Task objective: Read the listing below and copy out each line where the word "thumb" occurs.

Records for the exercise:
_____
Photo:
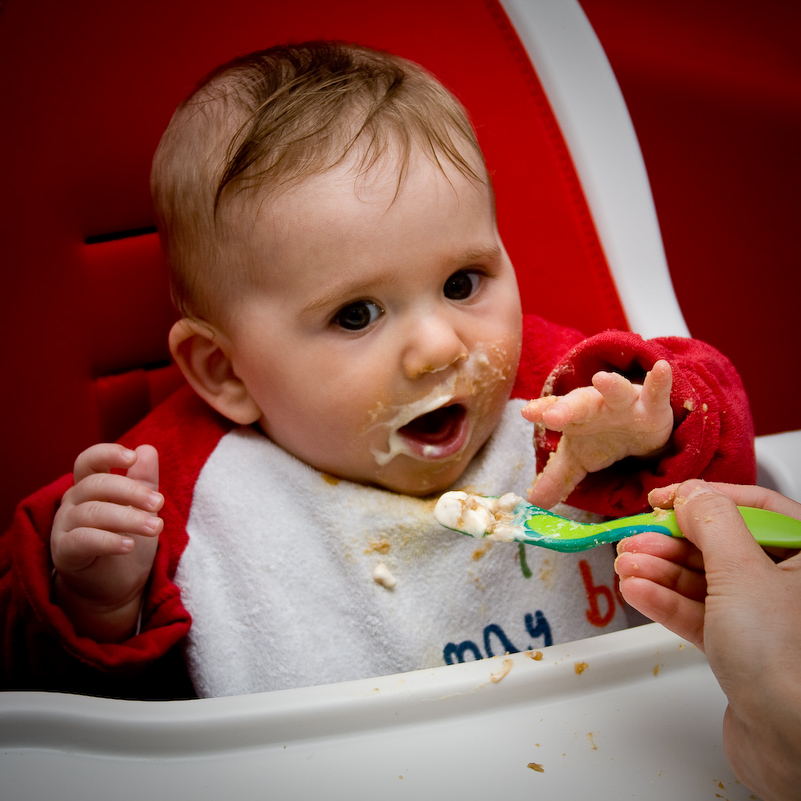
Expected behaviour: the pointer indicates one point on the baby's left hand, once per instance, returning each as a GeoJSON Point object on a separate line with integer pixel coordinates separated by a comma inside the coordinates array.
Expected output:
{"type": "Point", "coordinates": [601, 425]}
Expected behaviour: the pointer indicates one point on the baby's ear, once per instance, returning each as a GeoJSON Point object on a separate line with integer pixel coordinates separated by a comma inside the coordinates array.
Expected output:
{"type": "Point", "coordinates": [203, 354]}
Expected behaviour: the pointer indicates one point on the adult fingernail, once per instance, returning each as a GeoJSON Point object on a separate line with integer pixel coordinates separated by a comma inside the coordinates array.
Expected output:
{"type": "Point", "coordinates": [154, 500]}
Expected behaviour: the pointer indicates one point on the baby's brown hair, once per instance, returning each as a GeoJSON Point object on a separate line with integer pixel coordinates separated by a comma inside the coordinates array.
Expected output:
{"type": "Point", "coordinates": [267, 120]}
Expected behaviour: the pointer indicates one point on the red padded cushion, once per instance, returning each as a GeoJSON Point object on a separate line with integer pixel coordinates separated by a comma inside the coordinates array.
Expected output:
{"type": "Point", "coordinates": [90, 85]}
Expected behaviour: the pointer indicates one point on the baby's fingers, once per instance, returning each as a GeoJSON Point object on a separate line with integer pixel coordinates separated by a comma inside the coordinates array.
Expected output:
{"type": "Point", "coordinates": [534, 409]}
{"type": "Point", "coordinates": [657, 385]}
{"type": "Point", "coordinates": [103, 458]}
{"type": "Point", "coordinates": [616, 390]}
{"type": "Point", "coordinates": [114, 489]}
{"type": "Point", "coordinates": [96, 529]}
{"type": "Point", "coordinates": [578, 406]}
{"type": "Point", "coordinates": [560, 476]}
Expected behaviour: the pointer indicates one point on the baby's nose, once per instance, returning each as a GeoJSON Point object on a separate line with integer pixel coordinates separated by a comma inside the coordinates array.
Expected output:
{"type": "Point", "coordinates": [433, 345]}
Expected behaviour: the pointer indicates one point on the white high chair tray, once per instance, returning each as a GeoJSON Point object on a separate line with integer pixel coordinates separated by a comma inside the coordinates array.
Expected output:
{"type": "Point", "coordinates": [634, 714]}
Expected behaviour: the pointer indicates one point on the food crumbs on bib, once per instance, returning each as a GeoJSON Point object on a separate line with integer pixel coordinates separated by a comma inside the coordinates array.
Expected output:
{"type": "Point", "coordinates": [382, 576]}
{"type": "Point", "coordinates": [380, 546]}
{"type": "Point", "coordinates": [504, 671]}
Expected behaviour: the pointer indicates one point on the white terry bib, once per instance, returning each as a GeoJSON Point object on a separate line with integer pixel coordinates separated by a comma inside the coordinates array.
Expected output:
{"type": "Point", "coordinates": [278, 574]}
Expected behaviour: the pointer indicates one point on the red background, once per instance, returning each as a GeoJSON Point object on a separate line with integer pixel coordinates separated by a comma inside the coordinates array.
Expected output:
{"type": "Point", "coordinates": [88, 86]}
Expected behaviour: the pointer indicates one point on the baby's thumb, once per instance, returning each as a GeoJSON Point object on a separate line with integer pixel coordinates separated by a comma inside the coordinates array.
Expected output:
{"type": "Point", "coordinates": [711, 521]}
{"type": "Point", "coordinates": [146, 467]}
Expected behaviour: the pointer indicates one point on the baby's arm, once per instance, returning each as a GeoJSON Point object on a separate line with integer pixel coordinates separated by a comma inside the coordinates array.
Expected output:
{"type": "Point", "coordinates": [601, 425]}
{"type": "Point", "coordinates": [104, 539]}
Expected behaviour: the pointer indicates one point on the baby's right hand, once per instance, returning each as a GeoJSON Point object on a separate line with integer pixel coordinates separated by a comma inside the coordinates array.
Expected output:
{"type": "Point", "coordinates": [104, 539]}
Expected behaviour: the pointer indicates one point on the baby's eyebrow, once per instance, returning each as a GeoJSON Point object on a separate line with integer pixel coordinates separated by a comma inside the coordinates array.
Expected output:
{"type": "Point", "coordinates": [488, 253]}
{"type": "Point", "coordinates": [339, 293]}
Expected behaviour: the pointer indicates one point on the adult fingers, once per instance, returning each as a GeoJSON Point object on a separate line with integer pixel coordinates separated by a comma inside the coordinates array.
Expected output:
{"type": "Point", "coordinates": [742, 494]}
{"type": "Point", "coordinates": [665, 572]}
{"type": "Point", "coordinates": [709, 518]}
{"type": "Point", "coordinates": [683, 616]}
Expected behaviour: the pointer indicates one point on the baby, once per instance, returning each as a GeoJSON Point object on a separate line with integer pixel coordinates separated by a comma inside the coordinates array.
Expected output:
{"type": "Point", "coordinates": [352, 332]}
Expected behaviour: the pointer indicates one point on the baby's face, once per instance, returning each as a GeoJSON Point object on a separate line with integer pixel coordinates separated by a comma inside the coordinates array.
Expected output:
{"type": "Point", "coordinates": [383, 343]}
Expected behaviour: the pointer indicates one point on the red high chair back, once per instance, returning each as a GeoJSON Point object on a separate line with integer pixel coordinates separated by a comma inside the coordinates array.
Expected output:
{"type": "Point", "coordinates": [89, 87]}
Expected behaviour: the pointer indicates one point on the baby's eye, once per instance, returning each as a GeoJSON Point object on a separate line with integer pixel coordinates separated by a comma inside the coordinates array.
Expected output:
{"type": "Point", "coordinates": [358, 315]}
{"type": "Point", "coordinates": [462, 285]}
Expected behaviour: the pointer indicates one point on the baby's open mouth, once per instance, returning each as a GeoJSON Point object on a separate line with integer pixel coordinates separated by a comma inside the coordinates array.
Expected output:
{"type": "Point", "coordinates": [438, 433]}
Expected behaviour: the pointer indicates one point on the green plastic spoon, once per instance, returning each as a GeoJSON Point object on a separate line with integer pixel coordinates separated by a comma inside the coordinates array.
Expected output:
{"type": "Point", "coordinates": [523, 522]}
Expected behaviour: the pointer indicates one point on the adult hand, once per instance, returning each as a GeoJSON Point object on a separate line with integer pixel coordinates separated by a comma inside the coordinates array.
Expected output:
{"type": "Point", "coordinates": [721, 591]}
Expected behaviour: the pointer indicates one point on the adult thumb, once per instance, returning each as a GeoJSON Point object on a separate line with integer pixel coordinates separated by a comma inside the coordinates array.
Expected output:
{"type": "Point", "coordinates": [710, 520]}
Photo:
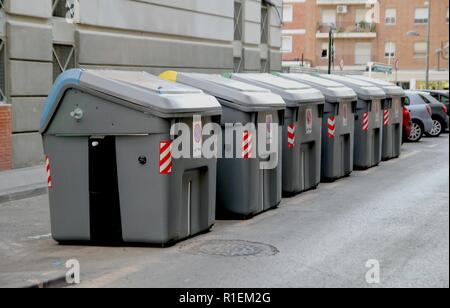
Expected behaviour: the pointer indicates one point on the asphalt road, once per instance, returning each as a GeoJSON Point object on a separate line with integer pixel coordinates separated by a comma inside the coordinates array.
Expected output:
{"type": "Point", "coordinates": [397, 214]}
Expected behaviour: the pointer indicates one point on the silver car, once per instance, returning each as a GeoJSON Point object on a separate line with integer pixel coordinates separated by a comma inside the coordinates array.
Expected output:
{"type": "Point", "coordinates": [420, 114]}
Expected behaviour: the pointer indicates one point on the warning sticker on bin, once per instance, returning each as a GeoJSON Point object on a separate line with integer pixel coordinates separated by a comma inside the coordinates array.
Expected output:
{"type": "Point", "coordinates": [345, 115]}
{"type": "Point", "coordinates": [165, 157]}
{"type": "Point", "coordinates": [197, 137]}
{"type": "Point", "coordinates": [269, 130]}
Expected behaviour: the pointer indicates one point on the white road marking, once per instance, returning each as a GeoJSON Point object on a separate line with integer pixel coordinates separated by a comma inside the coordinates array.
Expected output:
{"type": "Point", "coordinates": [110, 278]}
{"type": "Point", "coordinates": [407, 155]}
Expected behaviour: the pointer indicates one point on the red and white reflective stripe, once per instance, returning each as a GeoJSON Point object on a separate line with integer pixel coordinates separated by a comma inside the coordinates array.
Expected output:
{"type": "Point", "coordinates": [291, 136]}
{"type": "Point", "coordinates": [247, 145]}
{"type": "Point", "coordinates": [331, 127]}
{"type": "Point", "coordinates": [387, 115]}
{"type": "Point", "coordinates": [49, 172]}
{"type": "Point", "coordinates": [165, 157]}
{"type": "Point", "coordinates": [366, 122]}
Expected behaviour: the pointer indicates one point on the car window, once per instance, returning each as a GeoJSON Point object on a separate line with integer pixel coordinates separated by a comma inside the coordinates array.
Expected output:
{"type": "Point", "coordinates": [425, 98]}
{"type": "Point", "coordinates": [429, 99]}
{"type": "Point", "coordinates": [435, 95]}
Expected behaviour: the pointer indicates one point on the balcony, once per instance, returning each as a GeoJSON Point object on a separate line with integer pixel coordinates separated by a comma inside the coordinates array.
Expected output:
{"type": "Point", "coordinates": [346, 2]}
{"type": "Point", "coordinates": [348, 30]}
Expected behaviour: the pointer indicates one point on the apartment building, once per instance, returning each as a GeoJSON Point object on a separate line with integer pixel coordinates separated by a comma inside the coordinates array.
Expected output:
{"type": "Point", "coordinates": [391, 32]}
{"type": "Point", "coordinates": [41, 38]}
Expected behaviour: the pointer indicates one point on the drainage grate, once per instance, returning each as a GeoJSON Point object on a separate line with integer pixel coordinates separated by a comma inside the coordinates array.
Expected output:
{"type": "Point", "coordinates": [233, 248]}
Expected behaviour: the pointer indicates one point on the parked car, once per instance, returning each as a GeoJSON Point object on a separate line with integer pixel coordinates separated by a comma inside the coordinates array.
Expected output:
{"type": "Point", "coordinates": [420, 116]}
{"type": "Point", "coordinates": [407, 124]}
{"type": "Point", "coordinates": [439, 114]}
{"type": "Point", "coordinates": [441, 96]}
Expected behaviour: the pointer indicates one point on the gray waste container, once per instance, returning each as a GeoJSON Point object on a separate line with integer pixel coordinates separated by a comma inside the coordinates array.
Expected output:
{"type": "Point", "coordinates": [243, 188]}
{"type": "Point", "coordinates": [338, 125]}
{"type": "Point", "coordinates": [112, 178]}
{"type": "Point", "coordinates": [302, 130]}
{"type": "Point", "coordinates": [392, 116]}
{"type": "Point", "coordinates": [368, 121]}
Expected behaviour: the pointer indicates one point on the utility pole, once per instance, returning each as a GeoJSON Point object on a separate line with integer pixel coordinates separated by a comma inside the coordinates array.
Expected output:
{"type": "Point", "coordinates": [330, 46]}
{"type": "Point", "coordinates": [427, 78]}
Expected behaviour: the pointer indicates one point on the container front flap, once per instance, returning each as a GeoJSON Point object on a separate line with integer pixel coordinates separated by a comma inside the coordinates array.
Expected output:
{"type": "Point", "coordinates": [139, 90]}
{"type": "Point", "coordinates": [390, 89]}
{"type": "Point", "coordinates": [333, 91]}
{"type": "Point", "coordinates": [238, 95]}
{"type": "Point", "coordinates": [364, 89]}
{"type": "Point", "coordinates": [294, 93]}
{"type": "Point", "coordinates": [164, 98]}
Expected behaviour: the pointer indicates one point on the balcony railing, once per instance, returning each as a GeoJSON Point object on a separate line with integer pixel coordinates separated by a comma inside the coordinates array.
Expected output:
{"type": "Point", "coordinates": [357, 29]}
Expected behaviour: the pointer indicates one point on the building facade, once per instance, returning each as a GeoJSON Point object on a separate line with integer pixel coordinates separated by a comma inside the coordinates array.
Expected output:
{"type": "Point", "coordinates": [41, 38]}
{"type": "Point", "coordinates": [392, 32]}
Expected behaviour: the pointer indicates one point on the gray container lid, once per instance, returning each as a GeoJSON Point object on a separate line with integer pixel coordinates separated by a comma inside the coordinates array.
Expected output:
{"type": "Point", "coordinates": [234, 94]}
{"type": "Point", "coordinates": [390, 89]}
{"type": "Point", "coordinates": [364, 90]}
{"type": "Point", "coordinates": [139, 90]}
{"type": "Point", "coordinates": [293, 93]}
{"type": "Point", "coordinates": [334, 92]}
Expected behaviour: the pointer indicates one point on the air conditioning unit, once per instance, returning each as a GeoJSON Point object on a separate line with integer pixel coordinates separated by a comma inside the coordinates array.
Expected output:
{"type": "Point", "coordinates": [342, 9]}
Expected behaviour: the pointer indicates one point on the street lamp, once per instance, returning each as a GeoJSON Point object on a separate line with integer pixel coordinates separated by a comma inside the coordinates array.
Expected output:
{"type": "Point", "coordinates": [330, 46]}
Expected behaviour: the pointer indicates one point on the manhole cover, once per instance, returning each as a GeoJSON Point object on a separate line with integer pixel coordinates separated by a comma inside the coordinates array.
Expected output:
{"type": "Point", "coordinates": [233, 248]}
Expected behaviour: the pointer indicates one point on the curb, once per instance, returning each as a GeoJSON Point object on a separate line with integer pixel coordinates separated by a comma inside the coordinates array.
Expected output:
{"type": "Point", "coordinates": [24, 193]}
{"type": "Point", "coordinates": [57, 282]}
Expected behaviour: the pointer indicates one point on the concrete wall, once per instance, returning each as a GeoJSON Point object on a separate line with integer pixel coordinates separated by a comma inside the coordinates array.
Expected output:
{"type": "Point", "coordinates": [150, 35]}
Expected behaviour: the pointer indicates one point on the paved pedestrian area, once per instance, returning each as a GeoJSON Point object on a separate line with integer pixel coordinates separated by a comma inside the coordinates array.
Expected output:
{"type": "Point", "coordinates": [396, 214]}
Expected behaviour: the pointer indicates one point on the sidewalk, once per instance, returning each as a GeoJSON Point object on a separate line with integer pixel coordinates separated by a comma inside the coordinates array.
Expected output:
{"type": "Point", "coordinates": [22, 183]}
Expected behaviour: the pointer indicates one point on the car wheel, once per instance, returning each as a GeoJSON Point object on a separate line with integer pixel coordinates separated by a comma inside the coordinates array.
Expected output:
{"type": "Point", "coordinates": [437, 130]}
{"type": "Point", "coordinates": [416, 132]}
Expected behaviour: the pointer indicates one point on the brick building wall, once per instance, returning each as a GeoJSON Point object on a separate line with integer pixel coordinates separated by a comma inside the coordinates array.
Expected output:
{"type": "Point", "coordinates": [5, 137]}
{"type": "Point", "coordinates": [38, 43]}
{"type": "Point", "coordinates": [405, 22]}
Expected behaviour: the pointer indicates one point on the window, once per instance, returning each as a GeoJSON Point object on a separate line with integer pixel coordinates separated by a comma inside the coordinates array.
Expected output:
{"type": "Point", "coordinates": [264, 66]}
{"type": "Point", "coordinates": [2, 71]}
{"type": "Point", "coordinates": [286, 46]}
{"type": "Point", "coordinates": [59, 8]}
{"type": "Point", "coordinates": [264, 24]}
{"type": "Point", "coordinates": [391, 17]}
{"type": "Point", "coordinates": [237, 21]}
{"type": "Point", "coordinates": [420, 50]}
{"type": "Point", "coordinates": [363, 53]}
{"type": "Point", "coordinates": [288, 13]}
{"type": "Point", "coordinates": [329, 17]}
{"type": "Point", "coordinates": [324, 53]}
{"type": "Point", "coordinates": [389, 49]}
{"type": "Point", "coordinates": [63, 59]}
{"type": "Point", "coordinates": [421, 16]}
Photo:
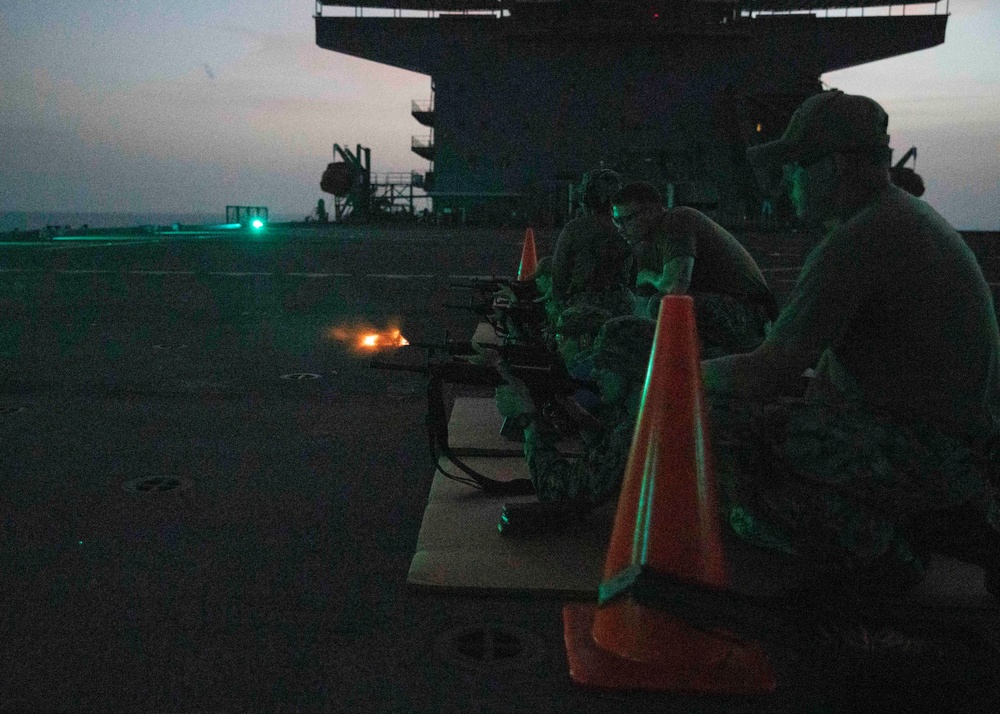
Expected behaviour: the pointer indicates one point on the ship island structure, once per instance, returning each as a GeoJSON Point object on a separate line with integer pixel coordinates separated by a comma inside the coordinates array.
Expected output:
{"type": "Point", "coordinates": [529, 95]}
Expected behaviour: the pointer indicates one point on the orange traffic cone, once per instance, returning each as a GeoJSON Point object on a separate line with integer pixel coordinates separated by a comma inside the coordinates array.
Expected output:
{"type": "Point", "coordinates": [529, 261]}
{"type": "Point", "coordinates": [666, 528]}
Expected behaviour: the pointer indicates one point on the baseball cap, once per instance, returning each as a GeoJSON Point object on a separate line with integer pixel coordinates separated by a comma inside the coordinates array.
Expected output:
{"type": "Point", "coordinates": [825, 123]}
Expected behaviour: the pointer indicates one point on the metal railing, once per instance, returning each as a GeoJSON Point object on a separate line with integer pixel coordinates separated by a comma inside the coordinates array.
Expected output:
{"type": "Point", "coordinates": [404, 8]}
{"type": "Point", "coordinates": [845, 8]}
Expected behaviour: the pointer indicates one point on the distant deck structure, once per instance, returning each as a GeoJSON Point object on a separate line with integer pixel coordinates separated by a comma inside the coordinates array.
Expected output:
{"type": "Point", "coordinates": [530, 94]}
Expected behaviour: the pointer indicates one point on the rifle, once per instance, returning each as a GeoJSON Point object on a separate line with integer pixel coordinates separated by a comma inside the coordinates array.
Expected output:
{"type": "Point", "coordinates": [522, 289]}
{"type": "Point", "coordinates": [516, 352]}
{"type": "Point", "coordinates": [546, 380]}
{"type": "Point", "coordinates": [516, 315]}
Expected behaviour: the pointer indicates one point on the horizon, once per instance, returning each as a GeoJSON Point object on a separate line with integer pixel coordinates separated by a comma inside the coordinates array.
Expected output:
{"type": "Point", "coordinates": [199, 106]}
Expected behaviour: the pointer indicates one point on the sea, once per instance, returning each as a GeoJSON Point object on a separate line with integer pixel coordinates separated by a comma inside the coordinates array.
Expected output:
{"type": "Point", "coordinates": [33, 220]}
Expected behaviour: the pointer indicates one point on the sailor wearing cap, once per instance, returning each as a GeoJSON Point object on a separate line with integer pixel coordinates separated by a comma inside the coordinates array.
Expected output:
{"type": "Point", "coordinates": [591, 262]}
{"type": "Point", "coordinates": [898, 427]}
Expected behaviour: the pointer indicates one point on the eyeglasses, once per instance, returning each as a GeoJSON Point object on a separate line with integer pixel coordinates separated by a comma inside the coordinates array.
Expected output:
{"type": "Point", "coordinates": [789, 170]}
{"type": "Point", "coordinates": [620, 219]}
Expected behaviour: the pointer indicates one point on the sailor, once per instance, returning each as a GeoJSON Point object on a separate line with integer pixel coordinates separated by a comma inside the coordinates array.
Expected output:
{"type": "Point", "coordinates": [620, 359]}
{"type": "Point", "coordinates": [681, 251]}
{"type": "Point", "coordinates": [591, 262]}
{"type": "Point", "coordinates": [888, 457]}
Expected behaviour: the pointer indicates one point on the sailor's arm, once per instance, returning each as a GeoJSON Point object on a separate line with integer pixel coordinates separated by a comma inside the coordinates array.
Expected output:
{"type": "Point", "coordinates": [674, 279]}
{"type": "Point", "coordinates": [766, 372]}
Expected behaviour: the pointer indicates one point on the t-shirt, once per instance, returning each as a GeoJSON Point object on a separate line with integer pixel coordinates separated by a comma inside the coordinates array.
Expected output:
{"type": "Point", "coordinates": [721, 264]}
{"type": "Point", "coordinates": [589, 257]}
{"type": "Point", "coordinates": [897, 308]}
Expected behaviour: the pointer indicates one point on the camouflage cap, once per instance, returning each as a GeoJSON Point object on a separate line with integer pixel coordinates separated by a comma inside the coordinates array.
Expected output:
{"type": "Point", "coordinates": [581, 320]}
{"type": "Point", "coordinates": [624, 345]}
{"type": "Point", "coordinates": [825, 123]}
{"type": "Point", "coordinates": [599, 187]}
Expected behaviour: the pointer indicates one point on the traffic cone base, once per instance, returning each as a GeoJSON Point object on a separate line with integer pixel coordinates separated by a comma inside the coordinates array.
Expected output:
{"type": "Point", "coordinates": [697, 663]}
{"type": "Point", "coordinates": [666, 531]}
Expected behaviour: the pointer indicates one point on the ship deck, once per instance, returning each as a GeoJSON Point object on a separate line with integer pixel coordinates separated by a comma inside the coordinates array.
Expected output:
{"type": "Point", "coordinates": [270, 572]}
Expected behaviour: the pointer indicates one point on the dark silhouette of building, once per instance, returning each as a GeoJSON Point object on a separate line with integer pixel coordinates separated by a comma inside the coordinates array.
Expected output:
{"type": "Point", "coordinates": [529, 94]}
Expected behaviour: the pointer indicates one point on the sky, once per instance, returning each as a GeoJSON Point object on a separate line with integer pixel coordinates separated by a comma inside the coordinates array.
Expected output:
{"type": "Point", "coordinates": [189, 105]}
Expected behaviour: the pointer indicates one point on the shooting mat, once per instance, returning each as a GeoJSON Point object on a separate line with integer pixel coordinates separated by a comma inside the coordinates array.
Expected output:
{"type": "Point", "coordinates": [460, 550]}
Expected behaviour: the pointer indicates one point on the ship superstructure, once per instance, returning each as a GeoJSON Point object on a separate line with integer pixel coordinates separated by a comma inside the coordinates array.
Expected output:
{"type": "Point", "coordinates": [530, 94]}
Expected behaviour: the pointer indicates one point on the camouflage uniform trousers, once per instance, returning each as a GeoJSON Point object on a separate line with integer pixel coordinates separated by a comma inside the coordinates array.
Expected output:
{"type": "Point", "coordinates": [617, 301]}
{"type": "Point", "coordinates": [726, 324]}
{"type": "Point", "coordinates": [592, 478]}
{"type": "Point", "coordinates": [841, 487]}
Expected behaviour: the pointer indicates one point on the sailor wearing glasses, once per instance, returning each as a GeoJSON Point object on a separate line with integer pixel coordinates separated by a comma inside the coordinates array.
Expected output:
{"type": "Point", "coordinates": [681, 251]}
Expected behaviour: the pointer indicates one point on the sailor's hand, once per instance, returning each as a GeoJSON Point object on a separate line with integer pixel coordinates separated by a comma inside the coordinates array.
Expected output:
{"type": "Point", "coordinates": [583, 418]}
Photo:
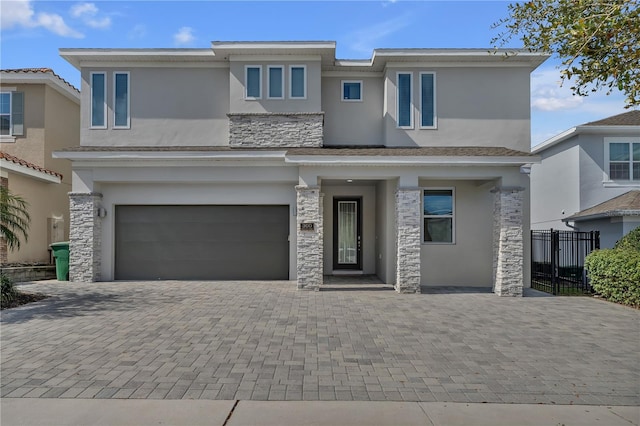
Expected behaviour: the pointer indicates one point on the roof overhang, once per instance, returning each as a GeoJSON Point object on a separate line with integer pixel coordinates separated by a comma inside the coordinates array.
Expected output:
{"type": "Point", "coordinates": [10, 166]}
{"type": "Point", "coordinates": [46, 78]}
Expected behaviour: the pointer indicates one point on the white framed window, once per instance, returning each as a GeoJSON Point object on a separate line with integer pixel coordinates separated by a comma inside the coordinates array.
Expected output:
{"type": "Point", "coordinates": [438, 211]}
{"type": "Point", "coordinates": [428, 100]}
{"type": "Point", "coordinates": [622, 159]}
{"type": "Point", "coordinates": [404, 100]}
{"type": "Point", "coordinates": [298, 81]}
{"type": "Point", "coordinates": [121, 100]}
{"type": "Point", "coordinates": [351, 91]}
{"type": "Point", "coordinates": [98, 100]}
{"type": "Point", "coordinates": [275, 77]}
{"type": "Point", "coordinates": [253, 82]}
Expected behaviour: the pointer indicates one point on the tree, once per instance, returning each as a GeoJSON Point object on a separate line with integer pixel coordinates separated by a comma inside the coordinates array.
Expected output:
{"type": "Point", "coordinates": [14, 218]}
{"type": "Point", "coordinates": [598, 41]}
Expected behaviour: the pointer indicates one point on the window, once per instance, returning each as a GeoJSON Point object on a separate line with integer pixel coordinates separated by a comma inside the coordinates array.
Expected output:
{"type": "Point", "coordinates": [11, 113]}
{"type": "Point", "coordinates": [298, 89]}
{"type": "Point", "coordinates": [427, 100]}
{"type": "Point", "coordinates": [276, 82]}
{"type": "Point", "coordinates": [404, 100]}
{"type": "Point", "coordinates": [98, 100]}
{"type": "Point", "coordinates": [253, 80]}
{"type": "Point", "coordinates": [352, 91]}
{"type": "Point", "coordinates": [121, 117]}
{"type": "Point", "coordinates": [438, 214]}
{"type": "Point", "coordinates": [624, 160]}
_____
Solution:
Expected behaviour: the pointer indicates one point on the baby's thumb, once per instance, returning each as a GeoJSON Point object on a separate line with integer pixel coordinates separated by a comma inside the coordinates array.
Expected behaviour: the pointer indicates one point on the adult thumb, once per instance, returning each as a GeoJSON Point object on a separate line with integer pixel coordinates separated by a comma inside the coordinates array.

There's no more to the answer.